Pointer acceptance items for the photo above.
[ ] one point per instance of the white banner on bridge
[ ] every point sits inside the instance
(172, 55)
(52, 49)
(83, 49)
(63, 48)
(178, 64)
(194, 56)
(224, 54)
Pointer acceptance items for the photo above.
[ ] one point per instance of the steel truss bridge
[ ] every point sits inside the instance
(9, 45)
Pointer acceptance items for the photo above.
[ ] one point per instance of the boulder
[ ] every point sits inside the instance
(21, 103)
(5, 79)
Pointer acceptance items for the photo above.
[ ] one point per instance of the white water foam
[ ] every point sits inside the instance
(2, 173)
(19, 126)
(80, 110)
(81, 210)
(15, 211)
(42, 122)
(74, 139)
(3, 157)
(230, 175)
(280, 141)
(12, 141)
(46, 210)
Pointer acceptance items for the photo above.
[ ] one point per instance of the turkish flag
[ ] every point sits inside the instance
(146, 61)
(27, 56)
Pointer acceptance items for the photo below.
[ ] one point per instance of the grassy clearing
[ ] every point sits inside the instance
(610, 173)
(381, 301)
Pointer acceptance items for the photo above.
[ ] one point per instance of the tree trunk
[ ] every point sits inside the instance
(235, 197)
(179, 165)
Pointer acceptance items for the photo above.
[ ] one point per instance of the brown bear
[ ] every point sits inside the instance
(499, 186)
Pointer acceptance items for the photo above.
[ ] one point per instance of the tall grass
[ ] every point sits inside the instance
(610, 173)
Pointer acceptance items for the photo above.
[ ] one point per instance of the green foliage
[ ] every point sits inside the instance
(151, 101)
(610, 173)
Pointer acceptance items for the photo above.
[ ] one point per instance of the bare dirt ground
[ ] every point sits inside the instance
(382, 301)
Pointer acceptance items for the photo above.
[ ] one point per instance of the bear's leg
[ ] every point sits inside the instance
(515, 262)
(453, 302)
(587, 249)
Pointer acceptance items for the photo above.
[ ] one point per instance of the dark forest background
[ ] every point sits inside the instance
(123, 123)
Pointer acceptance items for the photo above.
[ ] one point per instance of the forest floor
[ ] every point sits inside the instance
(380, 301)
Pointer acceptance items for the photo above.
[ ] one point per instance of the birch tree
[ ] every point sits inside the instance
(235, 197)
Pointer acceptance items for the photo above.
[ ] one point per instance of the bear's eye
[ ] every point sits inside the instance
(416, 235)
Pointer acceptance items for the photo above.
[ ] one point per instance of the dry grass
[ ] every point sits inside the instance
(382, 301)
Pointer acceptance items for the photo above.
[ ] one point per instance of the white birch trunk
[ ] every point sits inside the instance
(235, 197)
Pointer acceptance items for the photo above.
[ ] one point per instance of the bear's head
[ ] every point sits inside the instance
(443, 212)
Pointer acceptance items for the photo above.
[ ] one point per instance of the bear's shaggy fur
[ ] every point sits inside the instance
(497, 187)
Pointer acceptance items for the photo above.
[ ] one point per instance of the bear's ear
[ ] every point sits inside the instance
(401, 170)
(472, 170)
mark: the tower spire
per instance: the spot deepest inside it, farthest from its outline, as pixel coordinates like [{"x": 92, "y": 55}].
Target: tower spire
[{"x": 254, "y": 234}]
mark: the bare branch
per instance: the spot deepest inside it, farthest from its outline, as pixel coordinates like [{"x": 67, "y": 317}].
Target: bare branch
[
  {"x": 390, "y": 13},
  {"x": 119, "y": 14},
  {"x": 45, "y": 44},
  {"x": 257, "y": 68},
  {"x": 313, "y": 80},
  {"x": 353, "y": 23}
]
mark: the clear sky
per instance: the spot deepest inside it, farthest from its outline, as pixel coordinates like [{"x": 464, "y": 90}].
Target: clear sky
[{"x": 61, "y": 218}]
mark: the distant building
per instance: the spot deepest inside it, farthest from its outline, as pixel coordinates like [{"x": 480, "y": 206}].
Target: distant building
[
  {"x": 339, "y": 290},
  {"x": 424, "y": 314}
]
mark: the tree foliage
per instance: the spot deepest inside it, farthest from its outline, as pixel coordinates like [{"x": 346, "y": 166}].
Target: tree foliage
══════════
> [REQUIREMENT]: Rewrite the stretch of the records above, from the line containing "mark: the tree foliage" through the end of the records, as a numbered list with one line per item and no blank lines.

> [ANSWER TO THIS PROBLEM]:
1. mark: the tree foliage
2. per instance: the spot deepest inside it, farthest from its outline, as pixel coordinates like [{"x": 346, "y": 166}].
3. Target: tree foliage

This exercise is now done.